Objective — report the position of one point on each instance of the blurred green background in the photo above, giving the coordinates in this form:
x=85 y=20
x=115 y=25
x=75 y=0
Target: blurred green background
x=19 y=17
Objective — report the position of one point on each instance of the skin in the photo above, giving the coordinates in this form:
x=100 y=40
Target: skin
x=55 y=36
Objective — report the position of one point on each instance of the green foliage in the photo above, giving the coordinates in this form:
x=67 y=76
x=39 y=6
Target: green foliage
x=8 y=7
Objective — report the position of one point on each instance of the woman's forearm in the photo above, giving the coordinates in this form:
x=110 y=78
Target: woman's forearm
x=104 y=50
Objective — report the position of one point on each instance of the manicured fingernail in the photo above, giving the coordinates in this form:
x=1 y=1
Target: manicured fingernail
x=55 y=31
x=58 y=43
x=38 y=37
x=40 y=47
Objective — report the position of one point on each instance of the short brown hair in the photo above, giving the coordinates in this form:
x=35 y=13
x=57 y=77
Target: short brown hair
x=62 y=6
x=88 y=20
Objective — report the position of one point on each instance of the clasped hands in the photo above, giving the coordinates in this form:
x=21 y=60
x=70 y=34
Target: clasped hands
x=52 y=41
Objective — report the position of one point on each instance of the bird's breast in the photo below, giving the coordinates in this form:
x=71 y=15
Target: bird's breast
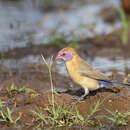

----------------------------------------

WORK REQUIRED: Rewrite all of the items above, swapping every "Target" for "Label" and keeping everything else the same. Leave the pictures out.

COMPLETE RESPONSE:
Objective — report the position of one point on each instance of the blurred green background in the photo above, giving the coordinates in this form:
x=85 y=20
x=115 y=25
x=75 y=0
Label: blurred green background
x=19 y=17
Objective — report the position of one point on each instance of the skin in the photo above, giving the coordinates in this form:
x=100 y=40
Label: skin
x=55 y=36
Objective — report the position of one point on each instance of the green foliage in the photo above, giving the coordinates in this form:
x=67 y=76
x=39 y=6
Label: green foliage
x=8 y=7
Objective — report the position of one point on each instance of the woman's forearm in the photo above, giving the coordinates in this form:
x=110 y=78
Label: woman's forearm
x=104 y=50
Objective — report the position of one point on each instance of the manicured fingernail in the photo above, giving the coordinates in this form:
x=1 y=1
Label: manicured fingernail
x=55 y=31
x=58 y=43
x=38 y=37
x=40 y=47
Objective — report the position of one point on each instance of the short brown hair in the photo above, giving the coordinates in this form:
x=35 y=13
x=57 y=77
Label: short brown hair
x=62 y=6
x=88 y=20
Objective — report the position of one point on each instance of the clasped hands in the photo above, giving the coordinates in this form:
x=21 y=60
x=70 y=34
Label: clasped hands
x=52 y=41
Objective — report the position of one point on each instance of the bird's breast in the photo below, giving the coordinates in this form:
x=71 y=15
Label: bird's breast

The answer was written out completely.